**Problem details**
Pull out every line of the entries below that contains the string "balcony".

**Records provided**
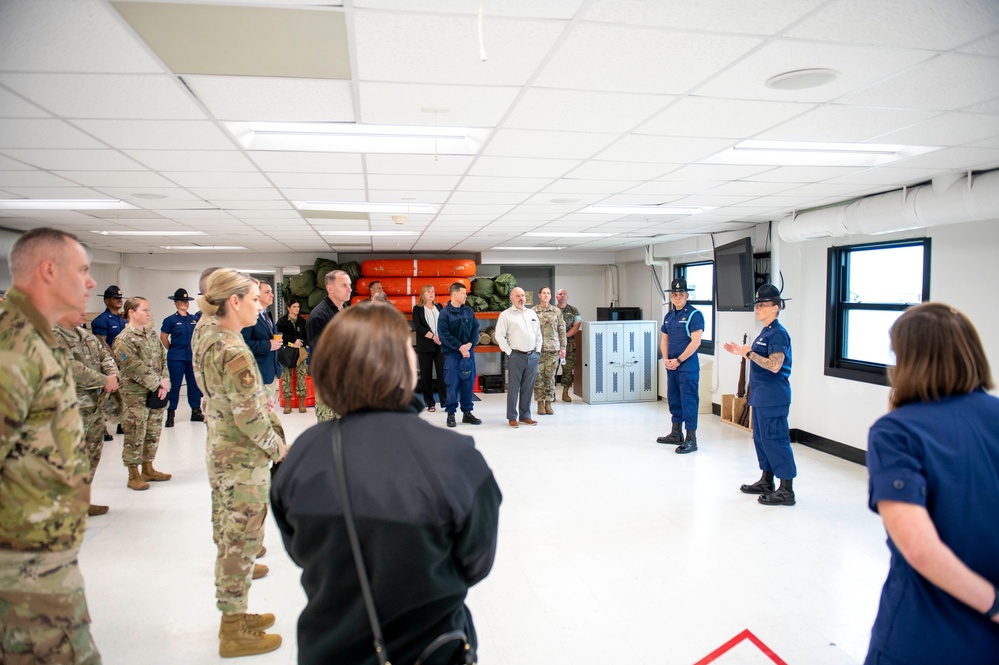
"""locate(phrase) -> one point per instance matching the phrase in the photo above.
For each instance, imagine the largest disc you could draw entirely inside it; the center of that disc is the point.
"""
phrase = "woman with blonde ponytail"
==
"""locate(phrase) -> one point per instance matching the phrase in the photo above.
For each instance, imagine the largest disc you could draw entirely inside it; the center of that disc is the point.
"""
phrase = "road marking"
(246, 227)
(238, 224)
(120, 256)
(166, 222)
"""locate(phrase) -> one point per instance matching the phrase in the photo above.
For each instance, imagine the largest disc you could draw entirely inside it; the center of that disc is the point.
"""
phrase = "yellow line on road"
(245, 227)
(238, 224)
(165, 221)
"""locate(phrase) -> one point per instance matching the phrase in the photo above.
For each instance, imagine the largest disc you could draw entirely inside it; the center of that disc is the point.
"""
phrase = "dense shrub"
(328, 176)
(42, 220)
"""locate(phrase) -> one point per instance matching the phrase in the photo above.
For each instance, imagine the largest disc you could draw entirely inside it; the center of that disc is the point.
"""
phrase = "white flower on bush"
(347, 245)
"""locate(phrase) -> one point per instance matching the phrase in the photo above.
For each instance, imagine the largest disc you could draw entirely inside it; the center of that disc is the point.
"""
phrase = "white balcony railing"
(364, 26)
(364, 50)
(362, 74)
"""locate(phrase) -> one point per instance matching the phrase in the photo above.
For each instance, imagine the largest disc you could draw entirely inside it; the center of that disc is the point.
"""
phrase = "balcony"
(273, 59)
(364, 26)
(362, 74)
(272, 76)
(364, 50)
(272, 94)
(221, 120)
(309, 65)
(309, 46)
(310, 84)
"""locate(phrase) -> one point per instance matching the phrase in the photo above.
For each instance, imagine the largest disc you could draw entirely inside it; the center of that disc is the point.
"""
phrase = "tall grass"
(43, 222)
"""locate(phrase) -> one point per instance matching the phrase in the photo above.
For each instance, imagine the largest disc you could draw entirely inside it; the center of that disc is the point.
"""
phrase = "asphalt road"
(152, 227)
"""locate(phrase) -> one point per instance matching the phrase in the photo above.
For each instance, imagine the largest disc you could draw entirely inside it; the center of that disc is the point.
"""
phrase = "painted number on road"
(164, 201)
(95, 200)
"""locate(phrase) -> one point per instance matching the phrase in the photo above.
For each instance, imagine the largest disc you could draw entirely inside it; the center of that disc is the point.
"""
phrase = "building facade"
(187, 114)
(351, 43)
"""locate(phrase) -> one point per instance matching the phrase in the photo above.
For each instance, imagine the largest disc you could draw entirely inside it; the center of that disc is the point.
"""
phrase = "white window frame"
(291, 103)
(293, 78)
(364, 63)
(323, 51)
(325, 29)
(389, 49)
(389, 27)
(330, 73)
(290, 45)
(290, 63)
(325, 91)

**Written answer**
phrase = "white balcony railing"
phrase = "balcony"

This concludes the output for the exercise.